* [Passage]

# Car Docks: What are you using?



## blaineevans (Jul 11, 2011)

Currently in the market for a car dock. I just picked up one of these to swap out for the Samsung spare/charger combo. Now I'm trying to get my mobile taken care of as well.

Currently debating between the Tetrax FIXWAY, or a PanaVise mount, and ProClip holder (obviously modified to work together). I really have a hard time dropping $112.94 (before tax) on the latter, although I think it'd be the more ideal choice. The Tetrax is a cheap/simple option, but I hate that if I needed to charge I'd have a cable exposed just running freely from my cigarette lighter. I already have an AUX running to my head unit, and that bugs me enough as is.

Honestly I was hoping I could find a mount/holder that stuck directly into the cigarette lighter, and had a USB port at the bottom (similar to the desk dock I just picked up). The option to swivel would be a bonus. Unfortunately my searches have turned up nothing.

SO! Since I made this short story, long.. What are you using? Stock, modified, what have you made work?

Forgot to mention, I'd prefer to stay away from a windshield mounted dock, I'll grab one if its a good option/well priced, but I feel like having it on the dash (near the head unit) is more convenient. (For everything except nav of course.)


----------



## idefiler6 (Sep 3, 2011)

I have a Kraken case, and will be buying the $15 dollar attachment that turns it into a car dock when I stop being lazy and order it.

* [Instructions to follow]
In the car dock thread, how much would the PanaVise mount and ProClip holder cost before tax?

* [Recorded information]
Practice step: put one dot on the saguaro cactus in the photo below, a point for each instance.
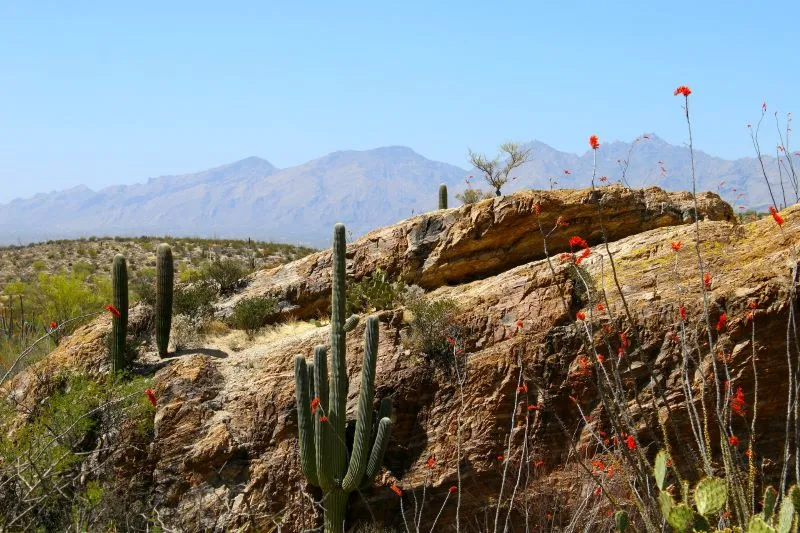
(442, 196)
(164, 279)
(119, 324)
(322, 415)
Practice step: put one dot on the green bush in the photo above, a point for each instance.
(195, 300)
(432, 322)
(252, 314)
(226, 273)
(375, 293)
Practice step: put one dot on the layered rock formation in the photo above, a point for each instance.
(225, 447)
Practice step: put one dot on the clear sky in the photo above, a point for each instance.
(103, 93)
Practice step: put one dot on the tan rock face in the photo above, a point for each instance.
(474, 241)
(225, 448)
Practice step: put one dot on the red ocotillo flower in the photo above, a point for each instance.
(737, 402)
(684, 90)
(577, 242)
(151, 396)
(776, 216)
(723, 320)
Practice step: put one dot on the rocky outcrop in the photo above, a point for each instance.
(474, 241)
(225, 448)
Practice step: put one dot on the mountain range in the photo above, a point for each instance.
(364, 189)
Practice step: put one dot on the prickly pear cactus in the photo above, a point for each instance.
(710, 495)
(119, 324)
(681, 517)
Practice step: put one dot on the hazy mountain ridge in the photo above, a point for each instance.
(364, 189)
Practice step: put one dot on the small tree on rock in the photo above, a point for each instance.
(496, 172)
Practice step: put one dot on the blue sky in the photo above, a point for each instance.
(102, 93)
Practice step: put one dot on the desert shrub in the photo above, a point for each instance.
(184, 333)
(432, 322)
(143, 286)
(63, 437)
(252, 314)
(194, 300)
(376, 292)
(226, 273)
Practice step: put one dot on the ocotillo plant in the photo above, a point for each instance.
(119, 324)
(322, 415)
(164, 280)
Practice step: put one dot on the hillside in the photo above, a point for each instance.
(534, 333)
(364, 189)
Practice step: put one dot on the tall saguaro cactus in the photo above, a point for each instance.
(164, 279)
(322, 415)
(119, 324)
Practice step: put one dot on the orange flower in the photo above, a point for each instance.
(776, 216)
(577, 242)
(684, 90)
(723, 320)
(151, 396)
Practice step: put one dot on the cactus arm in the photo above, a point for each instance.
(322, 430)
(305, 425)
(337, 458)
(361, 441)
(165, 273)
(376, 457)
(119, 325)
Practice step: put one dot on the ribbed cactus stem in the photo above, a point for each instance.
(165, 274)
(119, 324)
(321, 429)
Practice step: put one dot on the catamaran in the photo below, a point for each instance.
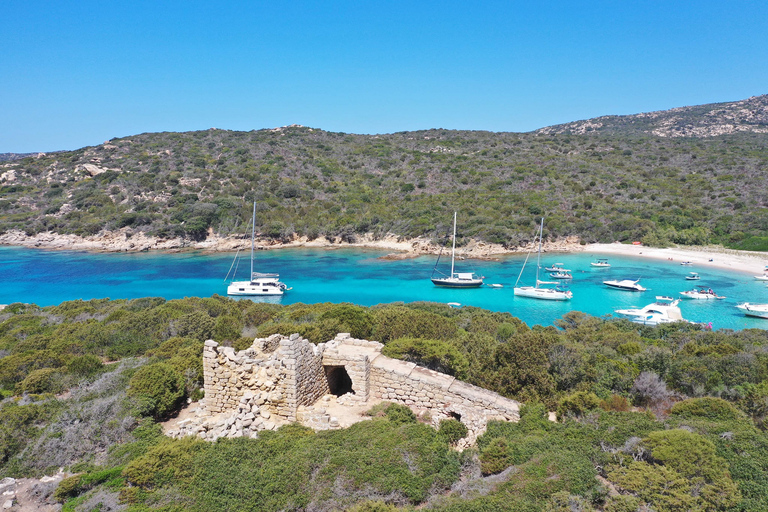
(456, 279)
(537, 292)
(260, 283)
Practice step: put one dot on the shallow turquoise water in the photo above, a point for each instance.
(361, 277)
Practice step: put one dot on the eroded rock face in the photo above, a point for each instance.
(284, 379)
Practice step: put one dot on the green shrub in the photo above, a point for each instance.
(67, 488)
(495, 457)
(392, 322)
(160, 388)
(373, 506)
(45, 380)
(615, 403)
(168, 462)
(400, 414)
(715, 409)
(78, 484)
(452, 430)
(436, 355)
(577, 404)
(356, 320)
(84, 366)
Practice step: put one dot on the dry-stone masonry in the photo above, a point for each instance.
(283, 379)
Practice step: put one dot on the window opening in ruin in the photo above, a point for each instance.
(338, 379)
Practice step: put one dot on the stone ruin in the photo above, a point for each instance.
(285, 379)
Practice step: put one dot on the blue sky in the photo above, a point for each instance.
(76, 74)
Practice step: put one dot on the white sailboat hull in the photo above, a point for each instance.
(542, 293)
(257, 287)
(261, 283)
(755, 310)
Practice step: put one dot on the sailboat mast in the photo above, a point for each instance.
(538, 260)
(253, 235)
(453, 250)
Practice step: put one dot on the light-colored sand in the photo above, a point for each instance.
(120, 241)
(739, 261)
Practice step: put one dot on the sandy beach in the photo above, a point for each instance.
(124, 241)
(711, 256)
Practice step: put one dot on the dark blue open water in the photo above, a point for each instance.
(361, 277)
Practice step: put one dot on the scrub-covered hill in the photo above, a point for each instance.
(611, 184)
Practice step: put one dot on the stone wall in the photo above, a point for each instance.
(270, 382)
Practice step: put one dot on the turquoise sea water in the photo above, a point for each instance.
(362, 277)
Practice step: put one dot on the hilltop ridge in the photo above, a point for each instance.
(711, 120)
(617, 182)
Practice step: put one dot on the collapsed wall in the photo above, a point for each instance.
(279, 379)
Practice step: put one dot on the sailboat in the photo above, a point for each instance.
(456, 279)
(260, 283)
(537, 292)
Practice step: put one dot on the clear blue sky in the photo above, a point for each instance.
(75, 74)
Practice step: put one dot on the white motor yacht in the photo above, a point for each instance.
(625, 284)
(756, 310)
(663, 311)
(702, 292)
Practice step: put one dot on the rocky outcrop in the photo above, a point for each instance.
(749, 115)
(127, 240)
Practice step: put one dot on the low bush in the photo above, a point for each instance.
(715, 409)
(577, 404)
(452, 430)
(159, 388)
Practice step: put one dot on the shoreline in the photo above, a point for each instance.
(124, 241)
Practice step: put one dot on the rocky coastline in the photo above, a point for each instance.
(127, 241)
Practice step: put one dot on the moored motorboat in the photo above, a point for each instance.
(701, 293)
(755, 310)
(625, 284)
(663, 311)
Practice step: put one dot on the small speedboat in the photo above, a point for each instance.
(756, 310)
(701, 293)
(663, 311)
(625, 284)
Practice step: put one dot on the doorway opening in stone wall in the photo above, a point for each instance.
(338, 379)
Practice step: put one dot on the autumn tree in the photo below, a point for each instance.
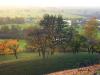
(90, 30)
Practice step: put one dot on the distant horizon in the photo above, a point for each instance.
(50, 3)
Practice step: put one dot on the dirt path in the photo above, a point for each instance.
(90, 70)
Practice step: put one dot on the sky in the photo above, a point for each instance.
(50, 3)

* [Answer to this exercise]
$112.94